Action item: Each line below must be reproduced exactly.

────

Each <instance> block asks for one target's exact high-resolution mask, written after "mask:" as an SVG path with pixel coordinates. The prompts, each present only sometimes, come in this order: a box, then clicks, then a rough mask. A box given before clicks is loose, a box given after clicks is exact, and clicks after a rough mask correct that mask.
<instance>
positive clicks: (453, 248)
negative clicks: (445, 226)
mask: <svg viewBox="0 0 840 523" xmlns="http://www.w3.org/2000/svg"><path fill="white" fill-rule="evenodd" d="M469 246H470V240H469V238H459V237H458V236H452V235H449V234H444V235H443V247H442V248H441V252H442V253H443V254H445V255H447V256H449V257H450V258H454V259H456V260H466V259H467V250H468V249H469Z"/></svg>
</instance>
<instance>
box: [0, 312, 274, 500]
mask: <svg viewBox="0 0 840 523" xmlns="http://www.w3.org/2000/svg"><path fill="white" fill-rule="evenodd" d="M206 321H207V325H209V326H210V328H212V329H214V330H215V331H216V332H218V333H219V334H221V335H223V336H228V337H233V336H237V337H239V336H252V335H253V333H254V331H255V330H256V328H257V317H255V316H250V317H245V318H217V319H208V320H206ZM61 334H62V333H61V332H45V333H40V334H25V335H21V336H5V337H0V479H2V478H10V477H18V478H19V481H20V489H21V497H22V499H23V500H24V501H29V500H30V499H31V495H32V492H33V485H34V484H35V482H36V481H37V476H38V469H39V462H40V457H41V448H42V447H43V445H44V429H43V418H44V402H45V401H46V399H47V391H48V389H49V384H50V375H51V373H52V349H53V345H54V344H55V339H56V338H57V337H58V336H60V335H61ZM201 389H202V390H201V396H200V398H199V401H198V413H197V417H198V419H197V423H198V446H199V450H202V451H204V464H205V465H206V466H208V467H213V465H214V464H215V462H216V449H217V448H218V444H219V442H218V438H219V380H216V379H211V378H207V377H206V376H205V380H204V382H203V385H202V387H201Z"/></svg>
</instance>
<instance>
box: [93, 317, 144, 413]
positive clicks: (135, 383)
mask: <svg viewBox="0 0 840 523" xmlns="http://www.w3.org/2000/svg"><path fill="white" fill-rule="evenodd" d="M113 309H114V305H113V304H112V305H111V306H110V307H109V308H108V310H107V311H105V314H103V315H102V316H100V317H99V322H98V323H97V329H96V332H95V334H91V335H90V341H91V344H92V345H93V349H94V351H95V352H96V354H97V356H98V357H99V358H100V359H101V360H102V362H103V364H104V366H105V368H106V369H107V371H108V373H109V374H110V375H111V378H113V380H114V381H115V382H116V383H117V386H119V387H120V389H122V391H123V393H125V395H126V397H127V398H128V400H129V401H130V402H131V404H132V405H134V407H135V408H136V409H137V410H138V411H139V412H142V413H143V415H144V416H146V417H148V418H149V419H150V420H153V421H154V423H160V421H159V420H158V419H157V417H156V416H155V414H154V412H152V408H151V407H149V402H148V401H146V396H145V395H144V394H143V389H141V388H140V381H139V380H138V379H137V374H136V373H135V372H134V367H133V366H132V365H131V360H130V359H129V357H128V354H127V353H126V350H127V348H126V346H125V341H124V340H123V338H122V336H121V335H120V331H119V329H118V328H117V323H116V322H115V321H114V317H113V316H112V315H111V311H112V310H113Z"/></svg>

────

Exercise output:
Each <instance> block asks for one target's exact high-resolution mask, written after "mask:" as an SVG path with pixel coordinates. The prompts, each present only sometimes, come in this order: a box, then clicks, then a rough mask. A box given before clicks is loose, a box given after clicks is exact, and clicks after a rough mask correct that mask.
<instance>
positive clicks: (453, 248)
negative clicks: (445, 226)
mask: <svg viewBox="0 0 840 523" xmlns="http://www.w3.org/2000/svg"><path fill="white" fill-rule="evenodd" d="M469 246H470V240H469V238H459V237H458V236H452V235H449V234H444V235H443V247H442V248H441V252H442V253H443V254H445V255H447V256H449V257H450V258H454V259H456V260H466V259H467V250H468V249H469Z"/></svg>
</instance>
<instance>
box: [0, 312, 274, 500]
mask: <svg viewBox="0 0 840 523" xmlns="http://www.w3.org/2000/svg"><path fill="white" fill-rule="evenodd" d="M206 321H207V325H209V326H210V328H212V329H214V330H215V331H216V332H218V333H219V334H221V335H223V336H228V337H233V336H237V337H239V336H252V335H253V333H254V331H255V330H256V328H257V317H255V316H250V317H245V318H217V319H208V320H206ZM61 334H62V333H61V332H45V333H40V334H25V335H21V336H5V337H0V479H2V478H10V477H18V478H19V481H20V489H21V497H22V499H23V500H24V501H29V500H30V499H31V495H32V492H33V485H34V484H35V482H36V481H37V476H38V469H39V462H40V457H41V448H42V447H43V445H44V429H43V418H44V402H45V401H46V399H47V391H48V389H49V384H50V375H51V373H52V349H53V345H54V344H55V339H56V338H57V337H58V336H60V335H61ZM201 389H202V390H201V396H200V398H199V401H198V413H197V417H198V419H197V423H198V446H199V450H202V451H204V464H205V465H206V466H208V467H213V465H214V464H215V462H216V449H217V448H218V444H219V442H218V438H219V380H216V379H211V378H207V377H206V376H205V380H204V382H203V385H202V387H201Z"/></svg>
</instance>
<instance>
box: [93, 317, 144, 413]
positive clicks: (135, 383)
mask: <svg viewBox="0 0 840 523" xmlns="http://www.w3.org/2000/svg"><path fill="white" fill-rule="evenodd" d="M113 309H114V305H113V304H112V305H111V306H110V307H109V308H108V310H107V311H105V314H103V315H102V316H100V317H99V322H98V323H97V329H96V332H95V334H91V335H90V341H91V344H92V345H93V349H94V351H95V352H96V354H97V356H98V357H99V358H100V359H101V360H102V362H103V364H104V366H105V368H106V369H107V371H108V373H109V374H110V375H111V378H113V380H114V381H115V382H116V383H117V386H119V387H120V389H122V391H123V393H125V395H126V397H127V398H128V400H129V401H130V402H131V404H132V405H134V407H135V408H136V409H137V410H138V411H139V412H142V413H143V415H144V416H146V417H148V418H149V419H150V420H153V421H154V423H160V421H159V420H158V419H157V417H156V416H155V414H154V412H152V408H151V407H149V402H148V401H146V396H145V395H144V394H143V389H141V388H140V381H139V380H138V379H137V374H136V373H135V372H134V367H133V366H132V365H131V360H130V359H129V357H128V354H127V353H126V350H127V348H126V346H125V341H124V340H123V338H122V336H121V335H120V331H119V329H118V328H117V323H116V322H115V321H114V317H113V316H112V315H111V311H112V310H113Z"/></svg>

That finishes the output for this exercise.